[START OF DOCUMENT EXCERPT]

= Backtracking =

Algorithmic paradigm for constraint satisfaction or enumeration problems

Backtracking is a class of algorithms for finding solutions to some computational problems, notably constraint satisfaction or enumeration problems, that incrementally builds candidates to the solutions, and abandons a candidate ("backtracks") as soon as it determines that the candidate cannot possibly be completed to a valid solution.

The classic textbook example of the use of backtracking is the eight queens puzzle, that asks for all arrangements of eight chess queens on a standard chessboard so that no queen attacks any other. In the common backtracking approach, the partial candidates are arrangements of k queens in the first k rows of the board, all in different rows and columns. Any partial solution that contains two mutually attacking queens can be abandoned.

Backtracking can be applied only for problems which admit the concept of a "partial candidate solution" and a relatively quick test of whether it can possibly be completed to a valid solution. It is useless, for example, for locating a given value in an unordered table. When it is applicable, however, backtracking is often much faster than brute-force enumeration of all complete candidates, since it can eliminate many candidates with a single test.

[END OF DOCUMENT EXCERPT]
[START OF GIVEN DATA]

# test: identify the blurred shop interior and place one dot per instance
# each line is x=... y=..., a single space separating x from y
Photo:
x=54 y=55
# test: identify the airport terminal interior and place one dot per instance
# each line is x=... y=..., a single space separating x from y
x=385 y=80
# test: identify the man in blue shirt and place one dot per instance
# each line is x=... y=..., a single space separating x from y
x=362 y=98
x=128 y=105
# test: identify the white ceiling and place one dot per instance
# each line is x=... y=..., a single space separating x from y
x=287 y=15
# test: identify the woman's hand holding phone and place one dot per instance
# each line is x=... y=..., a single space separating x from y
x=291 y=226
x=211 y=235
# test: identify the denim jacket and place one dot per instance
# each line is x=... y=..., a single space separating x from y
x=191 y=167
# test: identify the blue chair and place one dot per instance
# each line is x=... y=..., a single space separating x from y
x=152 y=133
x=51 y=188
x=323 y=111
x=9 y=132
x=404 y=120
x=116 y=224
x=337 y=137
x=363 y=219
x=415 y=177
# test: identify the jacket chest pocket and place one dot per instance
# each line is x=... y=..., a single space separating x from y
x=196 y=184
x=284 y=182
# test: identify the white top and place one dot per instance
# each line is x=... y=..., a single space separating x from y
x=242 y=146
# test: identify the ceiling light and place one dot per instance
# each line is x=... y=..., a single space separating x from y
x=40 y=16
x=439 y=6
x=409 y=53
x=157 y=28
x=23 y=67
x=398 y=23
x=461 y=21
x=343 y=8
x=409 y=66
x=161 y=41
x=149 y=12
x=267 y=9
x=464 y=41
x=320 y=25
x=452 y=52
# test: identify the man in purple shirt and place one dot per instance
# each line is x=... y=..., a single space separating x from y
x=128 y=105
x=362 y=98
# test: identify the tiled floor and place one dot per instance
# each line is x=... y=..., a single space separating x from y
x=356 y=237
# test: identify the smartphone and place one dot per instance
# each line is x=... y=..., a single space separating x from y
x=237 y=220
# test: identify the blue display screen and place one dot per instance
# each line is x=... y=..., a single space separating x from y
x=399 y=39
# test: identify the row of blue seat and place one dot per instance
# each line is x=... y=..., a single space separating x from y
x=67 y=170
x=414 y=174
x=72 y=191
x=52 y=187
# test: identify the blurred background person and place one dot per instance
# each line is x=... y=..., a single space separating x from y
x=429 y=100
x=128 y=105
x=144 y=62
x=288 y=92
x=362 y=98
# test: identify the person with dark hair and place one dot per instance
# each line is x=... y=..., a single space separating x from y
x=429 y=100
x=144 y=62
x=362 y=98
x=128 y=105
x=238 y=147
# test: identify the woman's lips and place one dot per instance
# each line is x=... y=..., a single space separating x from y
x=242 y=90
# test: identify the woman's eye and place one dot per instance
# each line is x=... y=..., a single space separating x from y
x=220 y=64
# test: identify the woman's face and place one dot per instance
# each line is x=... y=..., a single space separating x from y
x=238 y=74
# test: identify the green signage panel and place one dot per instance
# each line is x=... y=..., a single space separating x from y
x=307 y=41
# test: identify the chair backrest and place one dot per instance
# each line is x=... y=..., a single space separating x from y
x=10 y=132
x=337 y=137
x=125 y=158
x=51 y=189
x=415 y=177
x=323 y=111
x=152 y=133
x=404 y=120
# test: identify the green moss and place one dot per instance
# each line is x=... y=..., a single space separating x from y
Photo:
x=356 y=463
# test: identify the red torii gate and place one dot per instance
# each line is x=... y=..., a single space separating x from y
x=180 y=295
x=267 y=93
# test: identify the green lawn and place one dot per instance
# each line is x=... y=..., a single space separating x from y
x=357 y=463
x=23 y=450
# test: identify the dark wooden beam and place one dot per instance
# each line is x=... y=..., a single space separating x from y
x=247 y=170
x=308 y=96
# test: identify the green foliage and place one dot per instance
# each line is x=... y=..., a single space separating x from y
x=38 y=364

[END OF GIVEN DATA]

■ **EXERCISE REQUIREMENTS**
Write out the passage in the backtracking article between "Backtracking is a" and "cannot possibly be completed to a valid solution.", inclusive, copying it word for word.

■ **SOLVED PROBLEM**
Backtracking is a class of algorithms for finding solutions to some computational problems, notably constraint satisfaction or enumeration problems, that incrementally builds candidates to the solutions, and abandons a candidate ("backtracks") as soon as it determines that the candidate cannot possibly be completed to a valid solution.